What this task involves
Wherever the string "photo" appears in the entries below, return the line that holds it.

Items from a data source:
:::

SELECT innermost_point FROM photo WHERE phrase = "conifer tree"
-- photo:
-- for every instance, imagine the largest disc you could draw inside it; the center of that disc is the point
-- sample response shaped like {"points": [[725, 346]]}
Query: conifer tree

:::

Output for this task
SELECT innermost_point FROM photo WHERE phrase = "conifer tree"
-- photo:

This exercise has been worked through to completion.